▶ **What is required**:
Rewrite the data from its start to the line with "[332,287,403,353]", both ends included, and leave out the pictures. Keep every request unchanged, but multiply each bounding-box coordinate in the answers by 1.1 and round to whole numbers, with halves rounded up.

(Entries on locating named things)
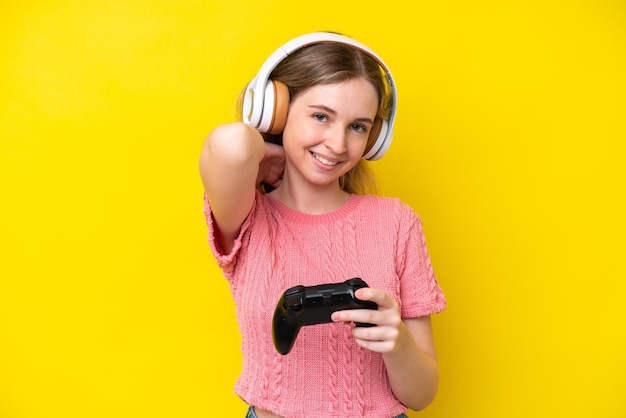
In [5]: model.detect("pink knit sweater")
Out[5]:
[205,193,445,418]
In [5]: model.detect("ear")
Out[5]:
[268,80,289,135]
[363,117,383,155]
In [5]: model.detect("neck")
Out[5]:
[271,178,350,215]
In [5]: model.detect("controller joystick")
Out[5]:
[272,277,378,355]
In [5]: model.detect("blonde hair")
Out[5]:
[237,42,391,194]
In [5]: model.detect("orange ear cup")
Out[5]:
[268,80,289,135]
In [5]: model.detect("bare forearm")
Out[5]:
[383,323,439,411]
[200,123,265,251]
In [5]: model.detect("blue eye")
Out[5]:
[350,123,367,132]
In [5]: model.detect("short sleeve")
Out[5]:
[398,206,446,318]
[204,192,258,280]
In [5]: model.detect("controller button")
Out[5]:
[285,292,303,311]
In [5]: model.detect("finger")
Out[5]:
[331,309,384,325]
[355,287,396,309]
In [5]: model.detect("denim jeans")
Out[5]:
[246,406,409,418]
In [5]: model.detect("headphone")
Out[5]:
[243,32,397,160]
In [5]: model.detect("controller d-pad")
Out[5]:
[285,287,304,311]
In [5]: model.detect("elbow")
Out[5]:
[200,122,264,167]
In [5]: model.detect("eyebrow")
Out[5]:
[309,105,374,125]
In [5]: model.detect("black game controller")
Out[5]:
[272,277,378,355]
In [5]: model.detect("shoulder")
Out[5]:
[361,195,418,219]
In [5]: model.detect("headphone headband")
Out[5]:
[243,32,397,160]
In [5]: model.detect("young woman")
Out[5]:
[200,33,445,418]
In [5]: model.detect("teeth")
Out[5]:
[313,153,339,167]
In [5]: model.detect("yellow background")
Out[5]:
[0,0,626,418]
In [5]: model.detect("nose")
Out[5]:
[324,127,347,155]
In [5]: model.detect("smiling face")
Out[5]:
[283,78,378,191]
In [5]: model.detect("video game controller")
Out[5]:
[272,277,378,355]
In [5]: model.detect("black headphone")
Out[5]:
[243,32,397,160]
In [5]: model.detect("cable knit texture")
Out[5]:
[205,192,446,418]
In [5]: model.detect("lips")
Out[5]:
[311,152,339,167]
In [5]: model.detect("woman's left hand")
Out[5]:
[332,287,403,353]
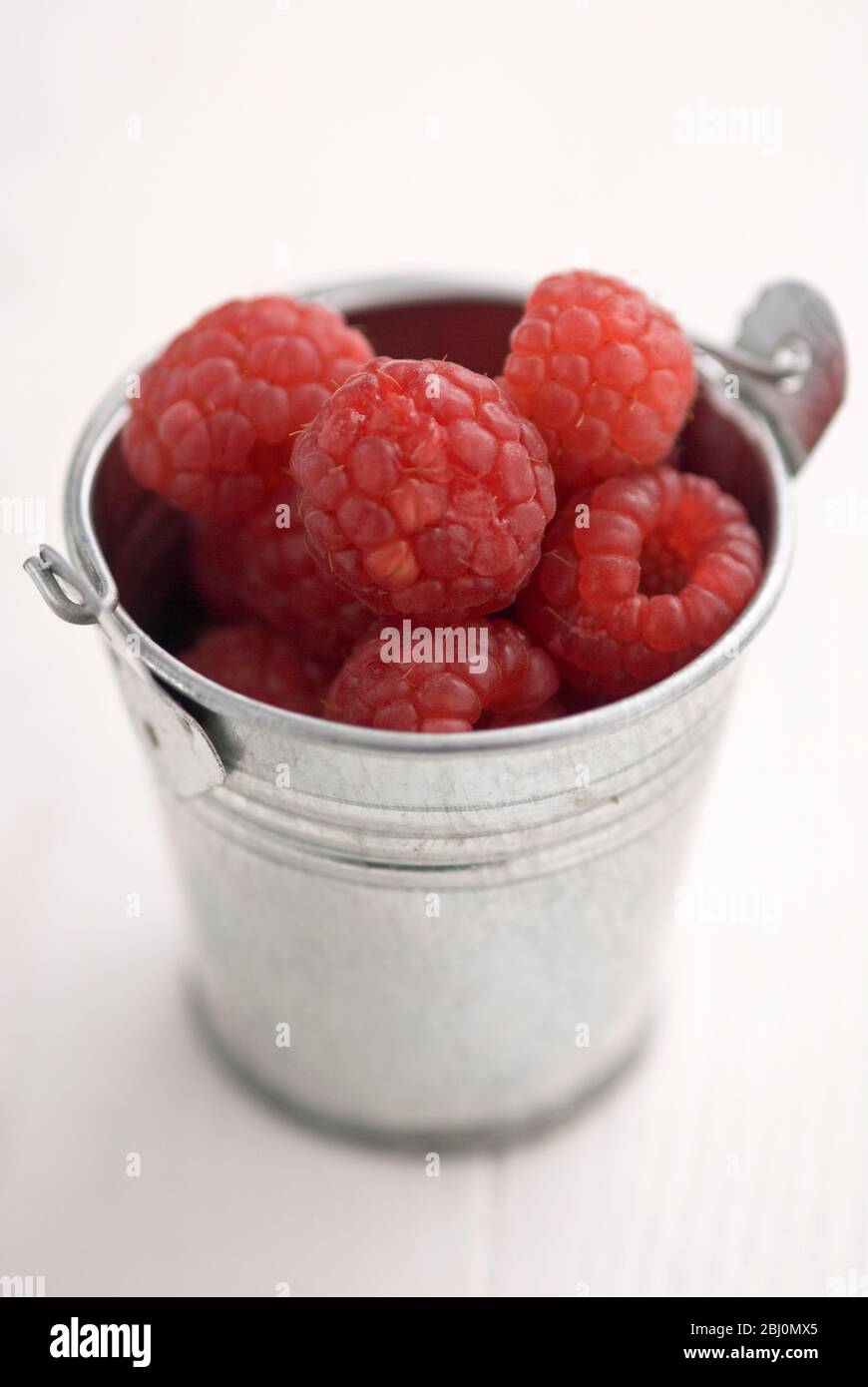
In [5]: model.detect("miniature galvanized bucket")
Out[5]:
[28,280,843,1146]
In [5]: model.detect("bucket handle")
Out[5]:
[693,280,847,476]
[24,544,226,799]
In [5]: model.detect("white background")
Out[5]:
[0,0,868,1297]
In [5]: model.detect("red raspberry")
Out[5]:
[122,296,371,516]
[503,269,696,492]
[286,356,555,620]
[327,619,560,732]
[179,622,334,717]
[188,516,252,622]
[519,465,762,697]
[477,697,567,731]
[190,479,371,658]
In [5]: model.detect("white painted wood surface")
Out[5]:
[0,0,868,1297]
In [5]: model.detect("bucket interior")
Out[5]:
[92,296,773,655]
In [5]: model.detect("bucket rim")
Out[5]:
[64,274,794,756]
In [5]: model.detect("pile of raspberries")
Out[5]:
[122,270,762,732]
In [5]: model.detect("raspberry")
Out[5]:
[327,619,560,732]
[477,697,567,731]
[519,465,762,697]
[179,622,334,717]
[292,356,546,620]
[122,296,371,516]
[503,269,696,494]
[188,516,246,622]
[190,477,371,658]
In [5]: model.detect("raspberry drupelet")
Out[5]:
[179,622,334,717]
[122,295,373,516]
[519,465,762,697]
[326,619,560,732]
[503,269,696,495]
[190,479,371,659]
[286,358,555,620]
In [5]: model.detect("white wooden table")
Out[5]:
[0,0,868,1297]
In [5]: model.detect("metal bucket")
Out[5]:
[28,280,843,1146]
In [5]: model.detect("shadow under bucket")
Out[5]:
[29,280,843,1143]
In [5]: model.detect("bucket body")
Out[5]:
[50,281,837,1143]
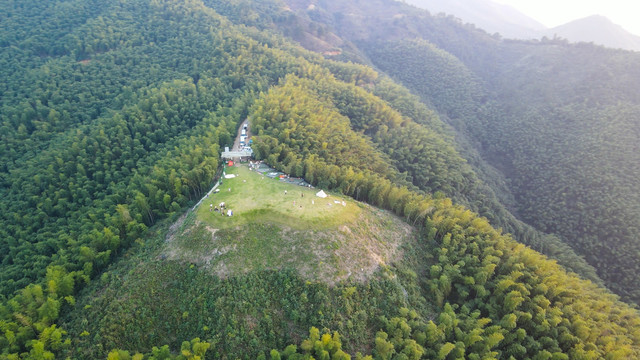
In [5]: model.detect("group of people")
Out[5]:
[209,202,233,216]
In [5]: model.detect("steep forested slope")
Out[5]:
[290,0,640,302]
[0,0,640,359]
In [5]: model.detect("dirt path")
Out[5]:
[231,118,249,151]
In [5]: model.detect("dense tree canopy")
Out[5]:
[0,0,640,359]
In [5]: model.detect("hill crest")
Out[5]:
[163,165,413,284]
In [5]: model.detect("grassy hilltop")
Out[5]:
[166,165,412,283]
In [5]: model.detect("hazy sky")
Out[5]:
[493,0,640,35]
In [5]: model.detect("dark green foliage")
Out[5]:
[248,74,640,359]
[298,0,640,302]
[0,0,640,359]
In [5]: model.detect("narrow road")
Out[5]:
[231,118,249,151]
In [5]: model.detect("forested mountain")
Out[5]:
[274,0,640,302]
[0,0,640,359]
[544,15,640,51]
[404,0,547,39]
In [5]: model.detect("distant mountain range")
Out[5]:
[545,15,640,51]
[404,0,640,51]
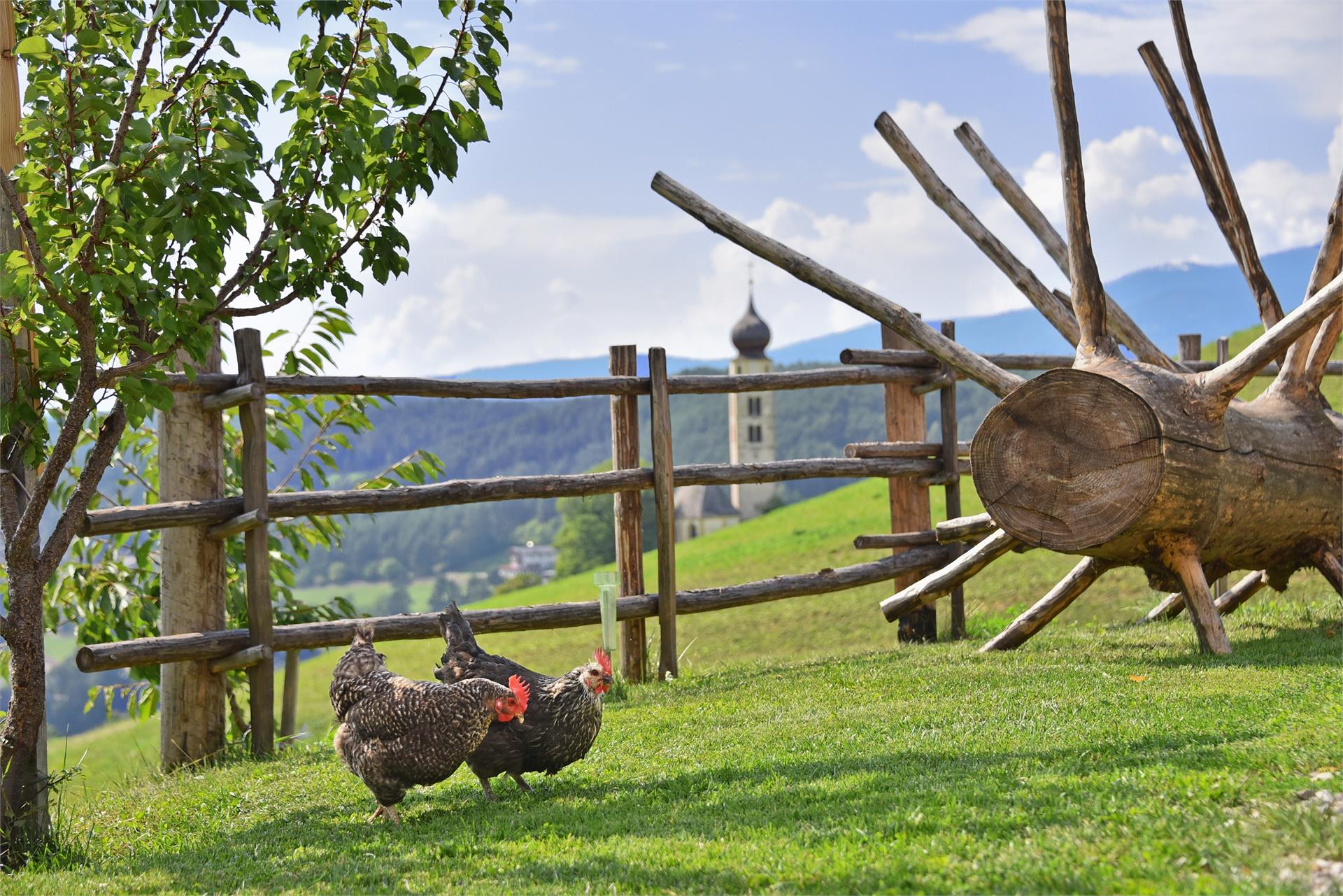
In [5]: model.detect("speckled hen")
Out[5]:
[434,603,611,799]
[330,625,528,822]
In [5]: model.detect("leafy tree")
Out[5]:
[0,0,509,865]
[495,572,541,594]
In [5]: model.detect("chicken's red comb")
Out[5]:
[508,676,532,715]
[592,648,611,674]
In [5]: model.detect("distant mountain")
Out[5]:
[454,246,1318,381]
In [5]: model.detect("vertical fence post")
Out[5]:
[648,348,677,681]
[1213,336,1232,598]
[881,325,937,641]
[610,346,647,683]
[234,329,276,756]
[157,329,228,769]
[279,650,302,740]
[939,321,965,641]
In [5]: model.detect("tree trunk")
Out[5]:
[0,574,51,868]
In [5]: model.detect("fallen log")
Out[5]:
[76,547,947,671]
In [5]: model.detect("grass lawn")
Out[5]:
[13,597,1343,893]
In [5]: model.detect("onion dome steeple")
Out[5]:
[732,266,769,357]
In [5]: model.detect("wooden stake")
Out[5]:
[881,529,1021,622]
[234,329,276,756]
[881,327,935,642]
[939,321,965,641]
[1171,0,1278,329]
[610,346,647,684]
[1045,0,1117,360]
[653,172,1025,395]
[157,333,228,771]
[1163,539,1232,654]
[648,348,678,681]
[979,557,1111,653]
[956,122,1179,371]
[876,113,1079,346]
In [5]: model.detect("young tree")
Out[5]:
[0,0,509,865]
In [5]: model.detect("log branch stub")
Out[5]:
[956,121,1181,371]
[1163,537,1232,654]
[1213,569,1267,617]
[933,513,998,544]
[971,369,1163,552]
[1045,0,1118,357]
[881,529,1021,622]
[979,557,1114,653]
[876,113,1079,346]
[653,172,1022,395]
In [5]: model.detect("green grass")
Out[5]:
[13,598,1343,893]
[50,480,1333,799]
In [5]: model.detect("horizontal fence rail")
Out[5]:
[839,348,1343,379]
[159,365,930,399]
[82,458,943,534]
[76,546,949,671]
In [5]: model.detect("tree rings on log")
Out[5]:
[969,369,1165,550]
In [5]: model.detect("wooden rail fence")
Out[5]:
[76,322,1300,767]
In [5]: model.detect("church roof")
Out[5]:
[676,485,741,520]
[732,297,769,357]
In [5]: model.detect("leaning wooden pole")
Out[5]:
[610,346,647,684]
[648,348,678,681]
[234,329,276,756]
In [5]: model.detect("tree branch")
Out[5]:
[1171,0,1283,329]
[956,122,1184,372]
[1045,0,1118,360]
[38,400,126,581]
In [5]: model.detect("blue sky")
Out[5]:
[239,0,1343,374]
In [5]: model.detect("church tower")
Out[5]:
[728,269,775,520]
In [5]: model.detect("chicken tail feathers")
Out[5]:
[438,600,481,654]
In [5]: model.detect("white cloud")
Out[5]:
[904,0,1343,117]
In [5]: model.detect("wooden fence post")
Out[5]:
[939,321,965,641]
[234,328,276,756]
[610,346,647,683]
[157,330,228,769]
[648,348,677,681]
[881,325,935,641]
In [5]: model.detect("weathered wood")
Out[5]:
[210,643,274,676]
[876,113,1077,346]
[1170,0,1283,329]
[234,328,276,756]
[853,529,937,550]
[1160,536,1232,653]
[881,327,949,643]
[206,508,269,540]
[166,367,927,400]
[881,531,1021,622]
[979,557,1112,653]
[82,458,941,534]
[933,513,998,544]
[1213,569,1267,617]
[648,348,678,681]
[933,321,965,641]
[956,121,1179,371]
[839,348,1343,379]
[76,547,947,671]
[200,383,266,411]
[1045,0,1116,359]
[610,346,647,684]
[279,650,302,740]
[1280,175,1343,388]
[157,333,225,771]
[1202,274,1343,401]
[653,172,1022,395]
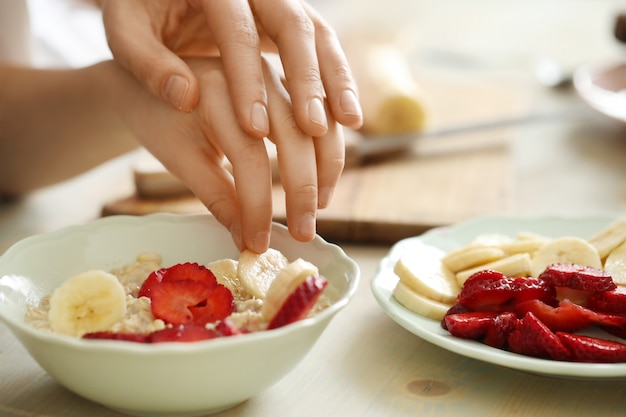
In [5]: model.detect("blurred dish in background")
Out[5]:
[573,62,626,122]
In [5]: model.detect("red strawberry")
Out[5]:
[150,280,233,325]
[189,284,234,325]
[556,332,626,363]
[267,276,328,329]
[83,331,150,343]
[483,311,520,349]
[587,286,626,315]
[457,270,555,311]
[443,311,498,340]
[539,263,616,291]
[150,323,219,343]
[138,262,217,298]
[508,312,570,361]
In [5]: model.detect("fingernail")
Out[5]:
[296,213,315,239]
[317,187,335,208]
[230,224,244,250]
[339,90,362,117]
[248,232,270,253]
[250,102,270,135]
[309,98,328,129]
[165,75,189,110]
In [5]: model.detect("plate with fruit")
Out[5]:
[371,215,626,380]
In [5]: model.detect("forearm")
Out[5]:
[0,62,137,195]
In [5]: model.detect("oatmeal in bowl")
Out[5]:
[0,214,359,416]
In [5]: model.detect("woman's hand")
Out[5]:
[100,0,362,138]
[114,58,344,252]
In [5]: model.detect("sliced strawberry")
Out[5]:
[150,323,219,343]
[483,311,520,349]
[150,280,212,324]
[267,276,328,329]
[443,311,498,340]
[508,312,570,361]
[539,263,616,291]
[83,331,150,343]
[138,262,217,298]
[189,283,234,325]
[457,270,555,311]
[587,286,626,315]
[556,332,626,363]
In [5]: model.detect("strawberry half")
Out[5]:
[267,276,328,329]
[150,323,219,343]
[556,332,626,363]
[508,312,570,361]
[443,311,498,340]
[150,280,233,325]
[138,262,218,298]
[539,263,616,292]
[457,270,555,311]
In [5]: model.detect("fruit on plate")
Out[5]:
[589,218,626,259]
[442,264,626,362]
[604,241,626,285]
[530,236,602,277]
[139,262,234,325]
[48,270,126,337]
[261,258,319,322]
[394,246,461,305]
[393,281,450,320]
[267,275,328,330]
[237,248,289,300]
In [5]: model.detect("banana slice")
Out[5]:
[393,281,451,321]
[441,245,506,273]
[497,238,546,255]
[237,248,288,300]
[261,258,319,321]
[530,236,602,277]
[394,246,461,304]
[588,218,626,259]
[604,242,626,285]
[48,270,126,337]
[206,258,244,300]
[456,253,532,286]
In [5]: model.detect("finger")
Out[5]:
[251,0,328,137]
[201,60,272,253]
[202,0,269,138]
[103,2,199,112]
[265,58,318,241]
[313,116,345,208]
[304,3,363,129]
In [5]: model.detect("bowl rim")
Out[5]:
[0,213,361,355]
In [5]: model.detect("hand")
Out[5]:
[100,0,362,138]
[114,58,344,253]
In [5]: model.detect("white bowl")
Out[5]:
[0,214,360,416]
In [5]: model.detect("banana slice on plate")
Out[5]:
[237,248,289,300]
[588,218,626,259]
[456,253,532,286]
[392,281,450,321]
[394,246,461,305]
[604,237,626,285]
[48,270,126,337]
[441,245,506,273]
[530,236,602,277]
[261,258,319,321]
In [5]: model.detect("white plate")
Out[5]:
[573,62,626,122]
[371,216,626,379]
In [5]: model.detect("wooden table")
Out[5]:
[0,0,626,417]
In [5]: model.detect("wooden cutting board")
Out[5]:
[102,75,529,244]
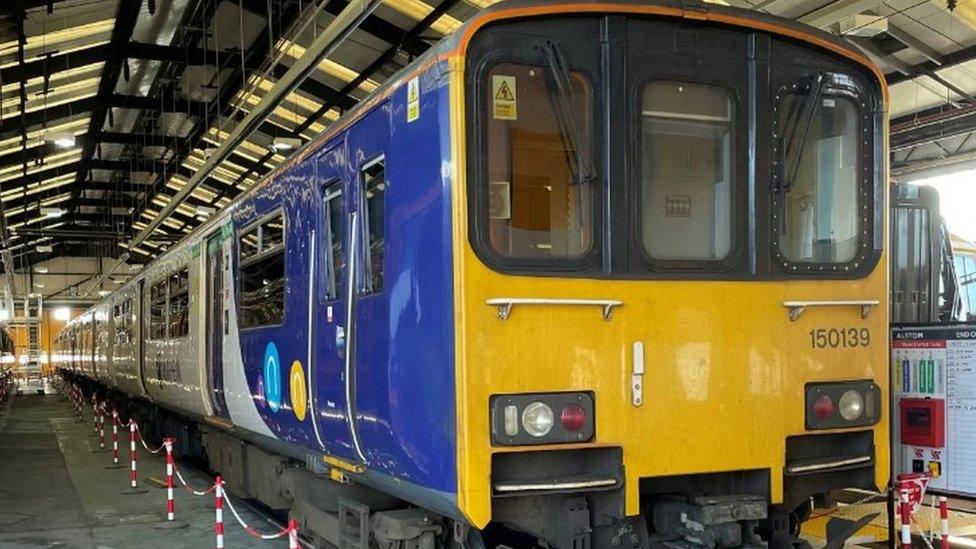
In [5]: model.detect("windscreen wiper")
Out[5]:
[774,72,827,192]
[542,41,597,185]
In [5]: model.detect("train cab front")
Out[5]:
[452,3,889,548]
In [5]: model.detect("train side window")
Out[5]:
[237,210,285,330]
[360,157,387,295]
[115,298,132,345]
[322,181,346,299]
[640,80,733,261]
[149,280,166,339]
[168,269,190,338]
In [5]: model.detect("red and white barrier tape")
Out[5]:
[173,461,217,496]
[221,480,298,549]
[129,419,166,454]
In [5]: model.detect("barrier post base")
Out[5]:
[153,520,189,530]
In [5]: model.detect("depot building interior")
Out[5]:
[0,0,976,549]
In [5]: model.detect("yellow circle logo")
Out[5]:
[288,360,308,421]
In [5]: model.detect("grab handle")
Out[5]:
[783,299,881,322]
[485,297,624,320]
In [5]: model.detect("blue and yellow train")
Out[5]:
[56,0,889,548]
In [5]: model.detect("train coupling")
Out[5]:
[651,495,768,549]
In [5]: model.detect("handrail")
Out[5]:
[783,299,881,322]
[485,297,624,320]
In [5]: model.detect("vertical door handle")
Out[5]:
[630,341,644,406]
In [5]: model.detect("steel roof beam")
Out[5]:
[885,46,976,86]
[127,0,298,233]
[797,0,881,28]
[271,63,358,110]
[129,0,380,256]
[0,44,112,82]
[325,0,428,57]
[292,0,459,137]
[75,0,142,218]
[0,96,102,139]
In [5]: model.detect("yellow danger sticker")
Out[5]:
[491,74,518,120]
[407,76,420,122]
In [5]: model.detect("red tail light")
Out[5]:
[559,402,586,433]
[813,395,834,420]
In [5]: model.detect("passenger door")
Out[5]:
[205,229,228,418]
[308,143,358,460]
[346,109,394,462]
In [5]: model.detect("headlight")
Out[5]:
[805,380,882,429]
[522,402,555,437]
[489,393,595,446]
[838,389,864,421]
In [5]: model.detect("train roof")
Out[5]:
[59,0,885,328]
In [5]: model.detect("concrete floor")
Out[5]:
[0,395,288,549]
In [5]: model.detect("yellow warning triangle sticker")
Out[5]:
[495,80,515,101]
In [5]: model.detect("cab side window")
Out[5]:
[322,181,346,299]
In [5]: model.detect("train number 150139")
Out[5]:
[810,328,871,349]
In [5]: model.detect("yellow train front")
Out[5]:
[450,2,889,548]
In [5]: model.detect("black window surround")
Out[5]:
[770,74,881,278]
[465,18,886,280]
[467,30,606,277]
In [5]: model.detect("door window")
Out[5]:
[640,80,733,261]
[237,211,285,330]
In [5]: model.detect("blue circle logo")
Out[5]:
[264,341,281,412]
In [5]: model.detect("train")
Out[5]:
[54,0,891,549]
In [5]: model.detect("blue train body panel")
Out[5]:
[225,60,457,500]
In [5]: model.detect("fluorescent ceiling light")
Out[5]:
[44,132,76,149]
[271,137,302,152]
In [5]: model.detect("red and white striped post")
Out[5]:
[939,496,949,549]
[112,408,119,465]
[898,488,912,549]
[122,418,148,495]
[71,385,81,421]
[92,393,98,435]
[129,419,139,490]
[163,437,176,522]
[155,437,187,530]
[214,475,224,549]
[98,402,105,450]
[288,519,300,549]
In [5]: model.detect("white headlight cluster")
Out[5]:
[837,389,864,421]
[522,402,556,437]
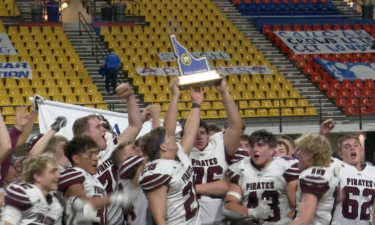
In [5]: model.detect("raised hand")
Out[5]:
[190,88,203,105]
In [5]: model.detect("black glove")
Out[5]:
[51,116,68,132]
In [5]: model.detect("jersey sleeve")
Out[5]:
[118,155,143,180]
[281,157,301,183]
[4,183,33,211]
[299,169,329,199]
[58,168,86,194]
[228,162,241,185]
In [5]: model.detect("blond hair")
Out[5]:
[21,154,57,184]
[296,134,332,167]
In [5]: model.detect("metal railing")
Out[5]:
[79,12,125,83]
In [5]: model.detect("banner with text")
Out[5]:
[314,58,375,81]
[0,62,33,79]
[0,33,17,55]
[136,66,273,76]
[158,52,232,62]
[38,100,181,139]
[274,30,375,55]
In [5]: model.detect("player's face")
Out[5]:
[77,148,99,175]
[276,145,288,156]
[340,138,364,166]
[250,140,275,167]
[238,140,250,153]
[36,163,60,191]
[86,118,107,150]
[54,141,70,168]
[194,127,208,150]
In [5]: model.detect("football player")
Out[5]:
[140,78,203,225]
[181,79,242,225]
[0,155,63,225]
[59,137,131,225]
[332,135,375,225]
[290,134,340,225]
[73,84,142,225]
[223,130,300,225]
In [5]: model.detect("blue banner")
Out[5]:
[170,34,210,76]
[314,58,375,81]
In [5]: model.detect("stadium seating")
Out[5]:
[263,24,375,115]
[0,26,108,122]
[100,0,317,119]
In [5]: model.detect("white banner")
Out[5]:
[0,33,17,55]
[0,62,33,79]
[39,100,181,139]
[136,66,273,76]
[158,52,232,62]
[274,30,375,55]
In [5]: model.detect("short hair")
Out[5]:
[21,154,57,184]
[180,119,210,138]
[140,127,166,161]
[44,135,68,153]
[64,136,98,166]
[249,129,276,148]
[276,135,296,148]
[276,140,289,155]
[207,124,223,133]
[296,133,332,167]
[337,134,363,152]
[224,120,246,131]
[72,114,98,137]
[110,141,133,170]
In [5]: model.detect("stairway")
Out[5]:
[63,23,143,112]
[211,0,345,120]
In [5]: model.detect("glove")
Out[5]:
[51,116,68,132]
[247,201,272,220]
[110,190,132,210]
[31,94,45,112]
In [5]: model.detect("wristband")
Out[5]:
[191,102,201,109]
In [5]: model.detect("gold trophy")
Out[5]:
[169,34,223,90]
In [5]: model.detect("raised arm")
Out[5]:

▶ **Task result**:
In [5]: model.detect("pink knit sweater")
Out[5]:
[226,212,490,460]
In [5]: model.detect("ear")
Out[5]:
[295,88,318,149]
[399,129,421,171]
In [5]: model.detect("neck")
Out[5]:
[298,196,385,237]
In [5]: model.detect("controller joystick")
Out[5]:
[299,305,416,391]
In [5]: model.detect("blonde hair")
Out[5]:
[261,46,430,213]
In [5]: model.detect("orange ear cup")
Out[5]:
[295,88,318,149]
In [5]: model.detect("bare forearm")
Out[5]:
[421,355,483,452]
[220,135,292,276]
In [5]: model.detect("blue eye")
Out[5]:
[385,135,404,145]
In [5]: model.detect("short sleeve")
Out[5]:
[438,227,491,350]
[224,211,284,308]
In [5]: model.detect("controller button")
Out[5]:
[314,321,333,342]
In [5]: model.detect("finger")
Out[5]:
[364,340,422,358]
[391,316,436,340]
In [5]: model.detect("denim jeans")
Out[5]:
[271,447,450,460]
In [5]: model.detect("headphone")
Out[5]:
[267,35,437,176]
In [5]: model.detect("controller d-pad")
Out[5]:
[314,316,334,342]
In [5]: model.detect("elbow")
Out[5]:
[220,134,290,184]
In [5]: model.detect("eyebrow")
Out[5]:
[340,116,411,138]
In [5]: model.detect("black game controller")
Out[5]:
[299,305,416,391]
In [5]: model.detect("shoulder")
Out[5]:
[397,215,460,241]
In [5]: model.detect("headphone headband")
Out[5]:
[267,35,437,176]
In [5]: model.detect("young woman")
Out[5]:
[220,36,490,460]
In [5]: model.detect("teeth")
Out[5]:
[344,168,373,184]
In [5]: model.detect("yellow background")
Out[5]:
[0,0,689,460]
In [5]: model.detect("nose")
Out[5]:
[356,140,382,171]
In [5]: model.detect("smiling face")
Out[5]:
[311,86,416,210]
In [5]: model.detect("video game controller")
Out[5]:
[299,305,416,391]
In [5]: model.detect("black headphone")
Out[5]:
[267,35,437,176]
In [5]: model.detect("cable knit texture")
Out[5]:
[226,211,491,460]
In [5]: model.detect("lips")
Out[5]:
[342,167,373,184]
In [5]: model.detect("woman's left hand")
Out[5]:
[365,316,443,388]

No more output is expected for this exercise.